* **GOAL OF THE EXERCISE**: Which lines of the entries below run from the one holding "x=266, y=99" to the one holding "x=774, y=28", inclusive? Set down exactly those lines and no others.

_ _ _ _

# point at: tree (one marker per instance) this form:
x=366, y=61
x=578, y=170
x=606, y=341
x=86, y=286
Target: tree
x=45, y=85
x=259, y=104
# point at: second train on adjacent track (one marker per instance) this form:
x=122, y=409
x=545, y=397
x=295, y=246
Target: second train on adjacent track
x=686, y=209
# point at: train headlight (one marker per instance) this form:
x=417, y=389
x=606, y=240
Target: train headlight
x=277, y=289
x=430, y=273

_ _ _ _

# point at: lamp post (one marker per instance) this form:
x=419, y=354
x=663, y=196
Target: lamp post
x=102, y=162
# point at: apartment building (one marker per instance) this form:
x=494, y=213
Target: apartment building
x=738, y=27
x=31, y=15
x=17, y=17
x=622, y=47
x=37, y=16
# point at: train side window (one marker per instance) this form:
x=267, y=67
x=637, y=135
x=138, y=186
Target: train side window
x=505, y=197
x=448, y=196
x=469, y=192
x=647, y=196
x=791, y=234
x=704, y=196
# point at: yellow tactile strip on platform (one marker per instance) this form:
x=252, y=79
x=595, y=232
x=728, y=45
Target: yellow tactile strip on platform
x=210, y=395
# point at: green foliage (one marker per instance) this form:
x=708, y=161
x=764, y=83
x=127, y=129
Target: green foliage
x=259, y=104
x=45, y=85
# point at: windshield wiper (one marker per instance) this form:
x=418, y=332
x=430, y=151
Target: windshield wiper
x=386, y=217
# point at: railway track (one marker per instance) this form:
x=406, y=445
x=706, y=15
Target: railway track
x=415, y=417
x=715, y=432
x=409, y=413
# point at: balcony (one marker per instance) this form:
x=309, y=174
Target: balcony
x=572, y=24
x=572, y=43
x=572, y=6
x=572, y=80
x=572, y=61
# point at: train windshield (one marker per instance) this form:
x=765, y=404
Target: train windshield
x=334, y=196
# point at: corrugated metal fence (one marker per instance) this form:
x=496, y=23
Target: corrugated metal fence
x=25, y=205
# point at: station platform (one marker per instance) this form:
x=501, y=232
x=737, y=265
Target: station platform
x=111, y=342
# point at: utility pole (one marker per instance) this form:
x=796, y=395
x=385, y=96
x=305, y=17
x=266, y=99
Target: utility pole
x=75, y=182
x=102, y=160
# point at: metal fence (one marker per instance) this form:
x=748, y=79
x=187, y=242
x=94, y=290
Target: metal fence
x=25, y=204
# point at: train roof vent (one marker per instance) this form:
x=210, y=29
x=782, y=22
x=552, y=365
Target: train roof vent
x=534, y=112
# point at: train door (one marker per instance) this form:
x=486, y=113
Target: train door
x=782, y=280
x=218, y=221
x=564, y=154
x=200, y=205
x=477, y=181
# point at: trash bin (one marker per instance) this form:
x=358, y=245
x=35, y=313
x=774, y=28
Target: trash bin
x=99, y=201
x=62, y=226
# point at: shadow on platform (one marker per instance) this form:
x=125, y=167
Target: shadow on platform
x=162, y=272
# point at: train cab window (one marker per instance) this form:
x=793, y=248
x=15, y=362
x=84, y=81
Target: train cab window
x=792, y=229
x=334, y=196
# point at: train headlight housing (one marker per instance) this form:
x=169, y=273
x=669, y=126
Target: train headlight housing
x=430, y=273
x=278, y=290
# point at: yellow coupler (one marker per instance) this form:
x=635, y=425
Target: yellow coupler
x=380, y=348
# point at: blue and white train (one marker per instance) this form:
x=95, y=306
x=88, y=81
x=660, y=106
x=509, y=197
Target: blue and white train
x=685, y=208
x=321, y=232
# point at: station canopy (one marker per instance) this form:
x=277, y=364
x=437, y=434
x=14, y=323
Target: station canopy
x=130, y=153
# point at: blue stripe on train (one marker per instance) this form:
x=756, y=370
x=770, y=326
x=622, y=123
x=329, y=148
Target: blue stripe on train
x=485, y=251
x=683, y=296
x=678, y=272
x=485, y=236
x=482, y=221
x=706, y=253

_ _ _ _

* **RESPONSE TO THIS EXERCISE**:
x=266, y=99
Target: utility pole
x=75, y=182
x=102, y=160
# point at: metal fence (one marker per instance) this form:
x=748, y=79
x=187, y=242
x=94, y=290
Target: metal fence
x=25, y=204
# point at: train roof vent (one marker per instance) this form:
x=210, y=29
x=782, y=22
x=552, y=365
Target: train roof vent
x=534, y=112
# point at: train door (one marker per instance) this form:
x=486, y=113
Target: train door
x=782, y=280
x=218, y=221
x=564, y=154
x=200, y=205
x=477, y=181
# point at: trash bin (one marker per instance) this form:
x=358, y=245
x=35, y=313
x=774, y=28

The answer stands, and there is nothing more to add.